EXTRAHIERTER TEXT:
# Audioproblem mit der Ps3



## Metalic (28. August 2013)

Moin Moin.

Hoffe ich bin mit meinem Problem in diesem Forenzweig nun richtig gelandet.
Und zwar habe ich folgendes Problem. Vorgestern Abend wollte ich wie so oft Abends über meine Ps3 eine Bluray/DvD schauen. DvD meiner Wahl wurde How I Met Your Mother Staffel 5 da diese noch in Folie eingeschweißt im Regal vor sich hin oxidierte. Dvd also rein, Serie geladen und ab gehts. Denkste... Die erste Folge lief an, kleines Intro, die Hintergrundgeräusche und Musik dudelten vor sich hin. Also ganz normal. Nur irgendwann wurde es dann doch komisch denn man hört keine Stimmen! Absolut nichts. Wie gesagt, Geräusche und Musik laufen ganz normal, nur eben keinerlei Stimmen der Schauspieler. Dachte zuerst ich hätte eine defekte Staffel erwischt weil sie schon etwas länger unangetastet bei mir im Regal steht. Habe dann alle drei Dvds durchprobiert sowie die englische und deutsche Sprachausgabe. Untertitel funktionieren aber ich schau ne Dvd damit ich nicht lesen muss 

Also was anderes eingelegt. Underworld Awakening auf Bluray. Hmm... Da das selbe Problem. Musik und co funktionieren aber wieder keine Stimmen. 
Einen Abend vorher konnte ich ohne Probleme einen Film schauen. Ich wüsste nun auch nicht, dass ich irgendetwas verstellt habe, sei es am Fernseher, dem Av Receiver oder der Playstation.
Das Einzige das ich bisher ausprobiert habe waren halt die verschiedenen Sprachausgaben und ich habe nochmal die HDMI Kabel auf den richtigen Sitz kontrolliert. Leider keine Besserung. 

Fernsehen kann ich übrigens ganz normal anschauen. Aber das will ich nicht, bei unserem Fernsehprogramm...

BEREITGESTELLTES MATERIAL:
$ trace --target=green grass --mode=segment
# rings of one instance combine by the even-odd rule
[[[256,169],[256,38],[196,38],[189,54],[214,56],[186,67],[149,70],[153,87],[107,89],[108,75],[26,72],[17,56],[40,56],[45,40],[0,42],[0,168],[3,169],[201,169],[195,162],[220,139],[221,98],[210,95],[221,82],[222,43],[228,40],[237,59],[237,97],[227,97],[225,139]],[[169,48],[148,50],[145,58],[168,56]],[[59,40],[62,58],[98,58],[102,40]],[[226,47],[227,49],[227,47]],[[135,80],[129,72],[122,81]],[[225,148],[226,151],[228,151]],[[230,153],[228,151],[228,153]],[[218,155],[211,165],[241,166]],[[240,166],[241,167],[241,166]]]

KURZE ÜBUNG 1: Fasse im Forenbeitrag zum Audioproblem den Absatz, der mit „Also was anderes eingelegt“ beginnt, als kurze Stichpunktliste zusammen und behalte dabei die wesentlichen Fakten bei.
KURZE ÜBUNG 2: Welche Serie und welche Staffel wurde laut dem Forenbeitrag zum Audioproblem als Erstes eingelegt?
KURZE ÜBUNG 3: Gib den Abschnitt aus dem Forenbeitrag zum Audioproblem wortgetreu wieder, beginnend bei „Einen Abend vorher“ und endend bei „oder der Playstation.“.

LÖSUNG 1:
- Auch die Blu-ray „Underworld Awakening“ zeigt dasselbe Problem: Musik und Geräusche laufen, Stimmen fehlen.
- Am Abend davor lief ein Film noch ohne Probleme.
- Am Fernseher, am AV-Receiver und an der Playstation wurde nach eigenem Wissen nichts verstellt.
- Bisher ausprobiert: verschiedene Sprachausgaben und den Sitz der HDMI-Kabel geprüft, leider ohne Besserung.

LÖSUNG 2: How I Met Your Mother, Staffel 5.

LÖSUNG 3:
Einen Abend vorher konnte ich ohne Probleme einen Film schauen. Ich wüsste nun auch nicht, dass ich irgendetwas verstellt habe, sei es am Fernseher, dem Av Receiver oder der Playstation.